_Exercise aim:_
Copy each entry below exactly as it reads.

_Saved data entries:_
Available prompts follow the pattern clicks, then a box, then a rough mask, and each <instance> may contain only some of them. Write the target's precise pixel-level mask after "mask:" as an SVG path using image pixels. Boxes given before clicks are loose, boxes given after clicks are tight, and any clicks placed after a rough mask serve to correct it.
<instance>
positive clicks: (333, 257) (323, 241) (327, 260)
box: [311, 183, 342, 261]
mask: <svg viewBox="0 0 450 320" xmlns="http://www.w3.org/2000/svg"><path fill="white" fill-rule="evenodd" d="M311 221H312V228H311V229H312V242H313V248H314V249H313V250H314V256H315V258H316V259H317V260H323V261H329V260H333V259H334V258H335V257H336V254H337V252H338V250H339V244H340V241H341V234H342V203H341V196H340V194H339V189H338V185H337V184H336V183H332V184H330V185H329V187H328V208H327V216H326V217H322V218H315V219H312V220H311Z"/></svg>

_Answer to this task:_
Available prompts follow the pattern clicks, then a box, then a rough mask, and each <instance> may contain only some of them. Write the target's precise pixel-level mask after "mask:" as an SVG path using image pixels. Boxes given before clicks are loose, boxes given after clicks are tight, and any clicks placed after a rough mask serve to correct it.
<instance>
positive clicks: (333, 257) (323, 241) (327, 260)
box: [311, 183, 342, 261]
mask: <svg viewBox="0 0 450 320" xmlns="http://www.w3.org/2000/svg"><path fill="white" fill-rule="evenodd" d="M311 221H312V228H311V229H312V242H313V248H314V249H313V250H314V256H315V258H316V259H317V260H323V261H329V260H333V259H334V258H335V257H336V254H337V252H338V250H339V244H340V241H341V234H342V203H341V196H340V194H339V189H338V185H337V184H336V183H332V184H330V185H329V187H328V208H327V216H326V217H322V218H315V219H312V220H311Z"/></svg>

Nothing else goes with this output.